(OPDRACHT)
Welke vogel zag de vogelaar volgens het paginafragment vanaf het uitkijkpunt aan het eind van de Ooyevaar zitten?

(PAGINAFRAGMENT)
————

Als je als vogelaar naar de Biesbosch gaat, hoop je natuurlijk vooral op zeearenden en visarenden. Wat dat betreft begon de dag goed: al meteen vanuit het uitkijkpunt aan het eind van de Ooyevaar, zowat midden in polder Hardenhoek, zag ik op de grote plaat halverwege de polder een jonge zeearend zitten. Maar toen ik de telescoop geïnstalleerd had, kon ik hem niet meer vinden. Toen ik weer met de verrekijker keek, zag ik ‘m laag over het water vliegen maar met de telescoop kon ik ‘m opnieuw niet terugvinden. Hij was alweer gevlogen. Nou ja, het zou de laatste wel niet zijn.
Het kleine leed dat een vogelaar kan overkomen. We zullen er maar niet al te hard over klagen. Ook niet over die wind, hoewel die me nu wel parten begon te spelen. Het was koud, het was af en toe zwoegen en de vogels zongen maar mondjesmaat. Naast op zee- en visarend had ik gehoopt op wat leuke lentesoorten, wat typische rietvogels. Maar rietzangers en blauwborsten zwegen in alle talen en er was nog geen zwaluw te bekennen. Natuurlijk zong af en toe luid de cetti’s zanger en geregeld liet ook fitis van zich horen maar vaak was het een stille boel, als je het geruis van de wind wegdacht. Wel mooi waren natuurlijk de grutto’s die met honderden in Hardenhoek bivakkeerden, en prachtig waren de tientallen ijslandse grutto’s die zich daartussen bevonden maar iets spannenders kon ik niet vinden. Een paar zomertalingen, af en toe zwartkopmeeuw: aangenaam maar geenszins verrassend. En arenden lieten zich vooralsnog niet zien.

————

(GETOONDE GEGEVENS)

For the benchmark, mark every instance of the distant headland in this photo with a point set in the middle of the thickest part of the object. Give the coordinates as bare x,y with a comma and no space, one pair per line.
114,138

————

(OPLOSSING)
Een jonge zeearend, op de grote plaat halverwege de polder.